Extracted material START

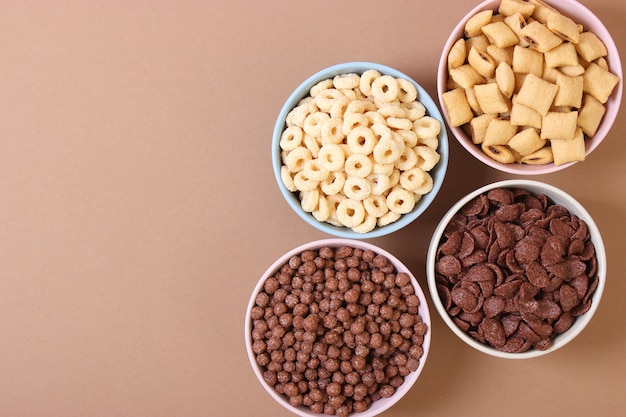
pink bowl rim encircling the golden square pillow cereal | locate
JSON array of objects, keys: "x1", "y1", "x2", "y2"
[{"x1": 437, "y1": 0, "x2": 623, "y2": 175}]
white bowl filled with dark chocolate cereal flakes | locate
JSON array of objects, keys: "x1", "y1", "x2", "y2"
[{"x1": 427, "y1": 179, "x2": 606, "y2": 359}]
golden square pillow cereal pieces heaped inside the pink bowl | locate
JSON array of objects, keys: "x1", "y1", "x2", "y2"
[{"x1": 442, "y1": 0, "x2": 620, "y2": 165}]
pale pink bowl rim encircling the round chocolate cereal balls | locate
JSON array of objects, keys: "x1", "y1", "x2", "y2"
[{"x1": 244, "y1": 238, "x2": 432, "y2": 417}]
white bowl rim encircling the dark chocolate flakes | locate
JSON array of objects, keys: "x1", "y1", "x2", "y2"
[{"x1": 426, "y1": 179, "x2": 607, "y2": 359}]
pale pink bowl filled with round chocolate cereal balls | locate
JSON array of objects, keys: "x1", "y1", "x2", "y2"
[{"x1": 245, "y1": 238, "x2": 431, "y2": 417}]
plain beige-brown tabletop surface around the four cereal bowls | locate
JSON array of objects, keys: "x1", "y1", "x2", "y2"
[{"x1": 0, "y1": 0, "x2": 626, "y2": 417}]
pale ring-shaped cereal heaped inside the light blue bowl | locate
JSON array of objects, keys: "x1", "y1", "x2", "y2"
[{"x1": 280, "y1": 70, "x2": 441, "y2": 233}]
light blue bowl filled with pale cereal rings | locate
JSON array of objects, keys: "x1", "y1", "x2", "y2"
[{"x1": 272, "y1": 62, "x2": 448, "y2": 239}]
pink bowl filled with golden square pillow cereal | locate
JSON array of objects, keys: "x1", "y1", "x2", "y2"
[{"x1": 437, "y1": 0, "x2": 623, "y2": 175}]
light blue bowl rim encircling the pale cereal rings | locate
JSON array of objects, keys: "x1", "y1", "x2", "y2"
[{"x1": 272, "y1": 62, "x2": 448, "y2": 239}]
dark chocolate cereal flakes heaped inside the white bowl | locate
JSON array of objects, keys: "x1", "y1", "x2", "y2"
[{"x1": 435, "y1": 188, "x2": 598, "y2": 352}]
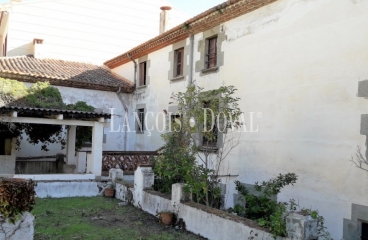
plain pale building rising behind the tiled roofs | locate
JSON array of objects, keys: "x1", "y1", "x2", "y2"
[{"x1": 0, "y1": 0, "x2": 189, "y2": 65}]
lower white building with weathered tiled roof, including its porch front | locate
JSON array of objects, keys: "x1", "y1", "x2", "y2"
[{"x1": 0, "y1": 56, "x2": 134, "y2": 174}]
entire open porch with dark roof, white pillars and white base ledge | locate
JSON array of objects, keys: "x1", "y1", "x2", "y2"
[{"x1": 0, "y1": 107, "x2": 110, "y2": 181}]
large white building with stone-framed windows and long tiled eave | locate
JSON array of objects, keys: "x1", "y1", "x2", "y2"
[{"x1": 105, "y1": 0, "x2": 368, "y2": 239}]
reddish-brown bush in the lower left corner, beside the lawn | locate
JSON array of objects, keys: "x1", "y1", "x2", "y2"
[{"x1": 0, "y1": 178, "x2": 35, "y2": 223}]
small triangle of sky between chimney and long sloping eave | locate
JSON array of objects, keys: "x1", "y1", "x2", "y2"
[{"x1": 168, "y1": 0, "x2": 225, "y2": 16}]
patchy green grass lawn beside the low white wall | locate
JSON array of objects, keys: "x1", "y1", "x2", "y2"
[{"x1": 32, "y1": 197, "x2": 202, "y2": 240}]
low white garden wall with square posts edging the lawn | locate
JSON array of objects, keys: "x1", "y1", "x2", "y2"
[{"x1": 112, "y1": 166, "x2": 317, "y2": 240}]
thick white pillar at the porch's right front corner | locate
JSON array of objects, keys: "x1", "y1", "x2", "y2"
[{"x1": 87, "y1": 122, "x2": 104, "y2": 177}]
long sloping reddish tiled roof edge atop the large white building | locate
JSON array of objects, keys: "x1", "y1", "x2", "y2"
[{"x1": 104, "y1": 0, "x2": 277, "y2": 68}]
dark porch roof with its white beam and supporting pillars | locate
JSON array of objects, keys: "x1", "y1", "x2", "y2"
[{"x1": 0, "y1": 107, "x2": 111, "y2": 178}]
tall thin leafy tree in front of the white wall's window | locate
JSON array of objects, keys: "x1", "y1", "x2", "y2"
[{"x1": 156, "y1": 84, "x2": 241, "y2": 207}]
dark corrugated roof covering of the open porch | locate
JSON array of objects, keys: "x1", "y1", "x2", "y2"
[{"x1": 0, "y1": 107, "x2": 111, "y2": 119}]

Extracted material END
Extracted material START

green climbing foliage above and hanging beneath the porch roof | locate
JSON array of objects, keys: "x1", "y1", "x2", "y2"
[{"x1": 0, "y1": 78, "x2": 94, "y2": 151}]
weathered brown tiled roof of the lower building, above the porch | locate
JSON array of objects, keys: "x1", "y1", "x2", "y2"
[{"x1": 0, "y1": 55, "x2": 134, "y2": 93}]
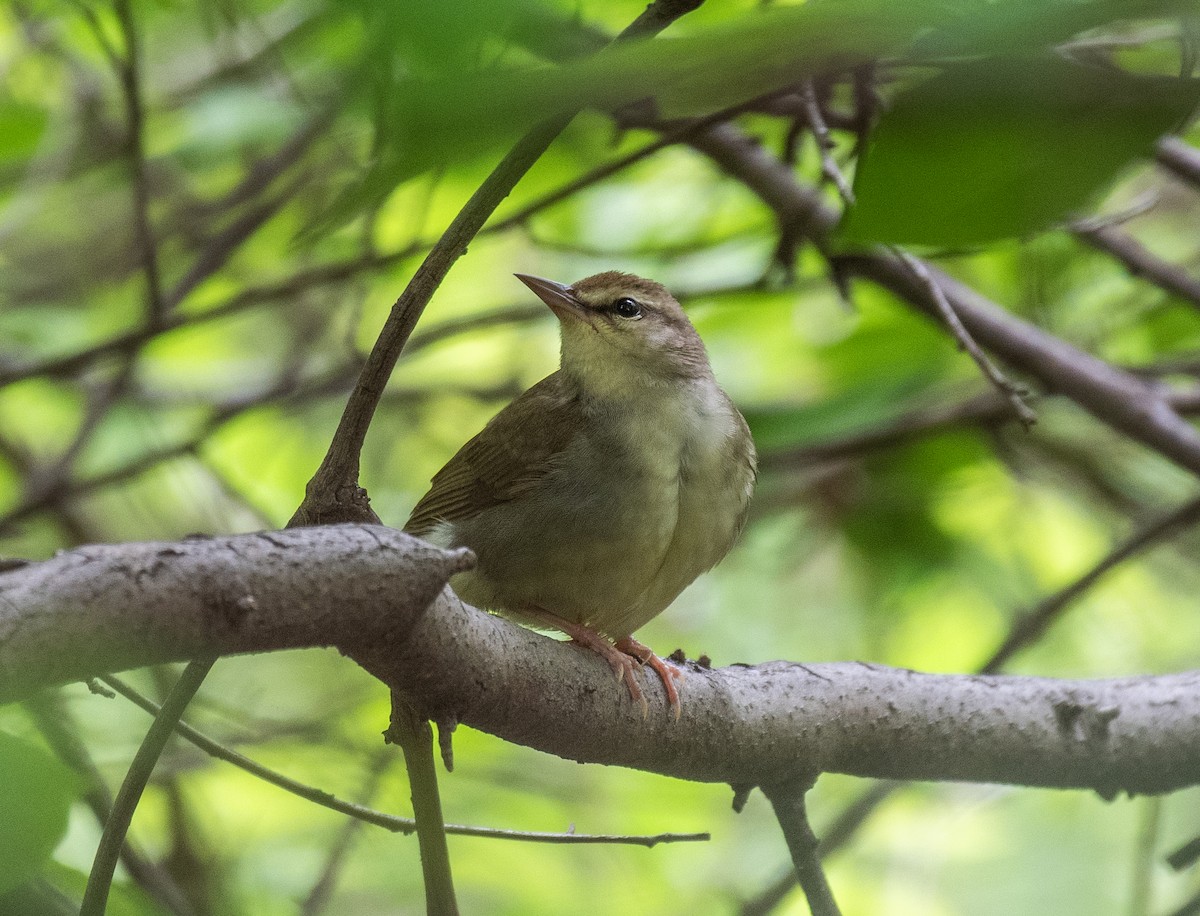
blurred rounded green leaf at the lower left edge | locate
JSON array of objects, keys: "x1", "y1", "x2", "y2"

Extracted material END
Extracted material START

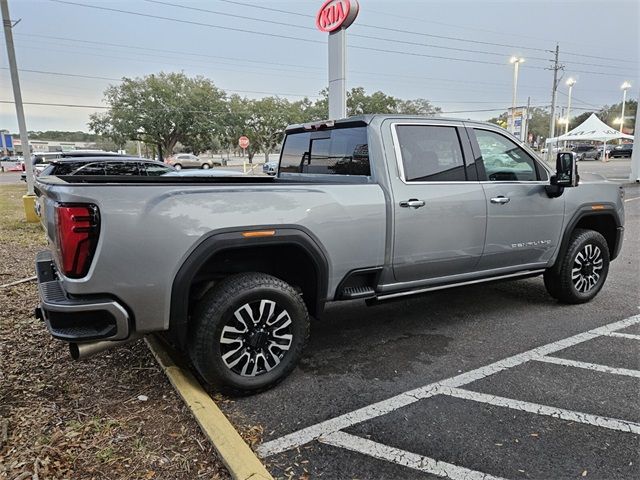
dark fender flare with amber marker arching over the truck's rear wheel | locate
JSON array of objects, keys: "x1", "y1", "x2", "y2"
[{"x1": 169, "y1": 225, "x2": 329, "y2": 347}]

Extracted material END

Task instructions. What is asked for is an exact copy of the lines above from the one containing "pink bowl rim encircling the golden" through the one containing "pale pink bowl filled", and only those.

Answer for this exercise.
pink bowl rim encircling the golden square pillow cereal | locate
JSON array of objects, keys: "x1", "y1", "x2", "y2"
[{"x1": 437, "y1": 0, "x2": 623, "y2": 175}]
white bowl filled with dark chocolate cereal flakes | locate
JSON array of objects, keys: "x1", "y1", "x2", "y2"
[{"x1": 427, "y1": 179, "x2": 606, "y2": 359}]
golden square pillow cereal pieces heaped inside the pink bowl | locate
JSON array of objects, keys: "x1", "y1", "x2", "y2"
[{"x1": 442, "y1": 0, "x2": 620, "y2": 165}]
pale pink bowl rim encircling the round chocolate cereal balls | locate
JSON array of objects, keys: "x1", "y1", "x2", "y2"
[{"x1": 244, "y1": 238, "x2": 432, "y2": 417}]
white bowl rim encircling the dark chocolate flakes | locate
JSON array of objects, keys: "x1", "y1", "x2", "y2"
[{"x1": 426, "y1": 179, "x2": 607, "y2": 359}]
pale pink bowl filled with round chocolate cereal balls | locate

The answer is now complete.